• **Extrait source**:

Isabelle* a découvert du jour au lendemain que sa voisine était victime de violences conjugales. Depuis dix ans, elle la soutient sans parvenir à la sortir de l’emprise de son mari. Isabelle a tout essayé, mais ne perd pas espoir.

« Elle est tombée dans les escaliers et s’est cassé deux vertèbres. Aujourd’hui je sais que c’est lui qui l’a poussée. » Isabelle a découvert il y a quelques années que sa voisine Sandrine, âgée de 60 ans, était victime de violences conjugales. Une voisine, assez proche pour donner à manger au chat, devenue une amie au fil du temps. Avant qu’Isabelle ne l’apprenne, les deux femmes et leurs maris dînaient les uns chez les autres. « Après plusieurs années, Sandrine est venue chez moi en pleurant. Elle portait des traces de coups et m’a tout raconté. » Ce n’était pas la première fois. Elle venait régulièrement la voir quand il haussait le ton. Mais Isabelle ne se doutait pas que leur relation avait pris cette tournure. « Je me suis fait le film dans le sens inverse, j’ai pris conscience de tous les moments où elle n’avait rien dit, de tous les moments où je n’avais rien vu », se désole Isabelle.

Elle a immédiatement fait constater les blessures de son amie. Un rendez-vous vécu comme un second traumatisme. « Son médecin généraliste était réticent à l’examiner pour ce motif » s’indigne-t-elle. A défaut de convaincre Sandrine de porter plainte, Isabelle l’a emmenée déposer une main courante au commissariat. Elle l’a aussi orientée vers une association spécialisée. Pour que Sandrine puisse se rendre aux rendez-vous, Isabelle a dû prétexter des courses avec elle. Son mari n’aurait jamais accepté de la laisser sortir seule dehors. Pendant longtemps, c’est Isabelle qui a caché les mains courantes et papiers administratifs, « car s’il tombait dessus, on ne sait pas ce qui serait arrivé » se remémore-t-elle.

« Isoler pour mieux régner »

• **Exercices**:
(a) Recopiez le passage de l'extrait source commençant par « Isabelle* a découvert » et allant jusqu'à « perd pas espoir. », en renommant « voisine » en « collègue ».
(b) Quel âge a Sandrine d'après l'extrait source ?
(c) Quelles démarches Isabelle a-t-elle entreprises pour aider Sandrine, selon l'extrait source ?
Les lignes ne sont pas nécessaires.

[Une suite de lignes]
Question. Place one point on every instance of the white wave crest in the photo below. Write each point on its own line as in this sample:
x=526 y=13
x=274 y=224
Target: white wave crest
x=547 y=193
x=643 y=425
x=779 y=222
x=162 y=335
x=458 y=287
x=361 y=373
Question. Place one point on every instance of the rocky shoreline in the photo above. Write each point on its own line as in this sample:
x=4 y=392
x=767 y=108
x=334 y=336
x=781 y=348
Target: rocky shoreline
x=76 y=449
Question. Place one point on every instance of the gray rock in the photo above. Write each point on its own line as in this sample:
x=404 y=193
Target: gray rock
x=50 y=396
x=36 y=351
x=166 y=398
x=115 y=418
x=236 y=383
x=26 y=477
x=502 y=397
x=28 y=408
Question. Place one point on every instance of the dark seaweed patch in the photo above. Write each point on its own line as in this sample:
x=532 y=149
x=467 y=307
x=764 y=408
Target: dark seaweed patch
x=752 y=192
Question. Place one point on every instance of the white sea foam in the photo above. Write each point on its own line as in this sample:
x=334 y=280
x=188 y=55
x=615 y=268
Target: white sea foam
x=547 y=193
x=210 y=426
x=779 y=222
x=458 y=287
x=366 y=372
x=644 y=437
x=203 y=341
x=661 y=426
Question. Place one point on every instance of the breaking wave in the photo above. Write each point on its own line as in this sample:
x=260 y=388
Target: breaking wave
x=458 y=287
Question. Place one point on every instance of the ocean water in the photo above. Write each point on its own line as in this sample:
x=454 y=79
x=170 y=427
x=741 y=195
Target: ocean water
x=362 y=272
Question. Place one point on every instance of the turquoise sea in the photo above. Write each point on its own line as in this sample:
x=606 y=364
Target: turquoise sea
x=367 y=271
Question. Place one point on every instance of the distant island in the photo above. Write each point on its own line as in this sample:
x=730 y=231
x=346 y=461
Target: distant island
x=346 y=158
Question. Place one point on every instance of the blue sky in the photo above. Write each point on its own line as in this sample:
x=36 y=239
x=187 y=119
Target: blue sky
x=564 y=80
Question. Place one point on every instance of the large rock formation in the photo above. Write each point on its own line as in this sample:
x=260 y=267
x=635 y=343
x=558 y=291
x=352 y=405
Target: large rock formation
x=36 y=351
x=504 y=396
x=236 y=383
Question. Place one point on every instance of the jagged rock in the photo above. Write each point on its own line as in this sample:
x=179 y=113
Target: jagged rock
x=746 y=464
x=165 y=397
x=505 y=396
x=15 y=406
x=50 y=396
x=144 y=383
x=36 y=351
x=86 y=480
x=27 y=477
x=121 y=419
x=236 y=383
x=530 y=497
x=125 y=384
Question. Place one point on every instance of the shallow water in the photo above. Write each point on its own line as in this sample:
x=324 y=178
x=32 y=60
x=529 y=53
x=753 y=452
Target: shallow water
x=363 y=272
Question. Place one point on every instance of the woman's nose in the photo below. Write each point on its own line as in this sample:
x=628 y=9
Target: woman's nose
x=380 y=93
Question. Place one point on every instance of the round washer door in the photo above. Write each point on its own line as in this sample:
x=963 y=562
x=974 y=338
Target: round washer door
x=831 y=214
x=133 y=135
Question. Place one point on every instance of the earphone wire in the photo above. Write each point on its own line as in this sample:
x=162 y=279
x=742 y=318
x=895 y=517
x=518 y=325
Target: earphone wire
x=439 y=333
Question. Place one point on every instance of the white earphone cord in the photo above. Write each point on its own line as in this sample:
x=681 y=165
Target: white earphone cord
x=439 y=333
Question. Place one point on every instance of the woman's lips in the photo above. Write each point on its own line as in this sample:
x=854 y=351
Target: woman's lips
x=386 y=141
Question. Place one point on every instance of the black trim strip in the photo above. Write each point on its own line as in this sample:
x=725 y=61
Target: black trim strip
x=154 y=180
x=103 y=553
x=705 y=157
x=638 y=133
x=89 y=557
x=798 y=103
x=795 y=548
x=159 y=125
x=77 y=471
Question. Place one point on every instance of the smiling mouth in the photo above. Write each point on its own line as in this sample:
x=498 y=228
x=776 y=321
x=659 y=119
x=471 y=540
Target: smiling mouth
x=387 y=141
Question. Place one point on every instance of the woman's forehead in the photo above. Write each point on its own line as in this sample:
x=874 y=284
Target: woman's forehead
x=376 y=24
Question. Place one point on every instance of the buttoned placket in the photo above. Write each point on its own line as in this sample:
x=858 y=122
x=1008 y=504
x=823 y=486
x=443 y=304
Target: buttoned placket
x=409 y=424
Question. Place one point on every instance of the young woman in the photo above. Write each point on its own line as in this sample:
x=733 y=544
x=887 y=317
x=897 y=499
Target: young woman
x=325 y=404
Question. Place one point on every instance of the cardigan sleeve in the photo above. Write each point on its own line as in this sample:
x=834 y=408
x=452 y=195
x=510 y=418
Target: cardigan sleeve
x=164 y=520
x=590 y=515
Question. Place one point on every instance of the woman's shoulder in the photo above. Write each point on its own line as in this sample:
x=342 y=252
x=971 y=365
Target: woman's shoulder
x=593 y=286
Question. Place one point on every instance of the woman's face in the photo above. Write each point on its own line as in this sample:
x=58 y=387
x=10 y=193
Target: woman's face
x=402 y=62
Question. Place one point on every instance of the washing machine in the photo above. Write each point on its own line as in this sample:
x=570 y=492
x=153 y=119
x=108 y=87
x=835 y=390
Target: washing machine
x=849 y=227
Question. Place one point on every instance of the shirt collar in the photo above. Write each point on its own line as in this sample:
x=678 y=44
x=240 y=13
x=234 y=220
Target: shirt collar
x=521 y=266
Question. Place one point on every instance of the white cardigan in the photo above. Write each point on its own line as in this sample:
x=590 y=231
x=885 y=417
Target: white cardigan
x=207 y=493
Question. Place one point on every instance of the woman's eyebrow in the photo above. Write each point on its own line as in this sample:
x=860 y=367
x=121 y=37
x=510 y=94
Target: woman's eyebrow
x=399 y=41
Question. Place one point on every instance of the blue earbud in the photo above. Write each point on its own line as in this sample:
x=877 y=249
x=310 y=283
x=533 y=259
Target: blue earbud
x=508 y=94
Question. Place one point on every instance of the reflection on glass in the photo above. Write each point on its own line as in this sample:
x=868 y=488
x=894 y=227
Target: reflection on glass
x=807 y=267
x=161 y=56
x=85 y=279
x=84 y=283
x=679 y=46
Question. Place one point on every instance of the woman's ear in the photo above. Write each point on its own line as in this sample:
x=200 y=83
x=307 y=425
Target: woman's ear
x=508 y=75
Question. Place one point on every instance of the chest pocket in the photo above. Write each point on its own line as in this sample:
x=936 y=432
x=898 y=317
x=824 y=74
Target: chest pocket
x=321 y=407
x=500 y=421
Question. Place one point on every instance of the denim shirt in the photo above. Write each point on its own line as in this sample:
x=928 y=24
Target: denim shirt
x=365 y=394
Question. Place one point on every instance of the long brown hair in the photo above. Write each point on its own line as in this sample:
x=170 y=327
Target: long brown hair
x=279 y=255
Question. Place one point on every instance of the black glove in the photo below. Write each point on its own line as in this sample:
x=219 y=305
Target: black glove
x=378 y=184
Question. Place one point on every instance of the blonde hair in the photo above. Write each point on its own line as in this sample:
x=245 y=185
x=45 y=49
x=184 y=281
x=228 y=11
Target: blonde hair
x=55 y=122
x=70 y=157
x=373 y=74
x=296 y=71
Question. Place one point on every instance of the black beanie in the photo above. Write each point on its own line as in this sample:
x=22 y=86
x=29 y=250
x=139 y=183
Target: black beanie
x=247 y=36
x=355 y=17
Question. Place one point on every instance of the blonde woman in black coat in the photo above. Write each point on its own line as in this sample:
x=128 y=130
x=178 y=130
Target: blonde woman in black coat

• **Réponses aux exercices**:
(a)
Isabelle* a découvert du jour au lendemain que sa collègue était victime de violences conjugales. Depuis dix ans, elle la soutient sans parvenir à la sortir de l’emprise de son mari. Isabelle a tout essayé, mais ne perd pas espoir.

(b) Sandrine est âgée de 60 ans.

(c)
- Elle a fait constater les blessures de son amie.
- Elle l'a emmenée déposer une main courante au commissariat.
- Elle l'a orientée vers une association spécialisée.
- Elle a prétexté des courses avec elle pour qu'elle puisse se rendre aux rendez-vous.
- Elle a caché les mains courantes et les papiers administratifs.